Он убедил меня в том, что ритм — это великое движение красоты, в котором есть своя органическая сила. Иногда вы делаете какое-то движение и вдруг чувствуете, что пора его прервать. Например, я как композитор чисто интеллектуально могу рассчитать, что 64 такта полиметрии будут звучать хорошо. Но после 32 тактов моё тело говорит «стоп». Но если я возьму верх над своим телом и буду следовать за своим интеллектом, к сожалению, это не приведёт к хорошим результатам, ведь слушатель не знает о моих расчётах — он слышит своим телом. Поэтому я должна прислушиваться к своему телу, чтобы не повредить тело слушателя. Об этой прямой невербальной коммуникации я узнала от Пьера. Это одна из самых сильных идей, которая на меня повлияла. 
Когда я приехала в Америку, я встретила Филипа Лассера. Для меня он был довольно важным педагогом, и я многому у него научилась. Он был самым молодым учителем композиции в Джульярде. Сейчас он преподает в Гарварде. Он довольно серьёзный теоретик. От него я и узнала о важности теории музыки, а также о том, как анализировать Баха, об искусстве контрапункта.

### ЗАДАНИЯ
(A) Где, согласно фрагменту текста, сейчас преподает Филип Лассер?
(B) Перепишите дословно всё, что во фрагменте текста идет от слов «Когда я приехала» вплоть до слов «об искусстве контрапункта.».

### МАТЕРИАЛ ДАТАСЕТА
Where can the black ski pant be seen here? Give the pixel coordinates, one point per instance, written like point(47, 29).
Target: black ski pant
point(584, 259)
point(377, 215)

### ОТВЕТЫ
(A) В Гарварде.

(B)
Когда я приехала в Америку, я встретила Филипа Лассера. Для меня он был довольно важным педагогом, и я многому у него научилась. Он был самым молодым учителем композиции в Джульярде. Сейчас он преподает в Гарварде. Он довольно серьёзный теоретик. От него я и узнала о важности теории музыки, а также о том, как анализировать Баха, об искусстве контрапункта.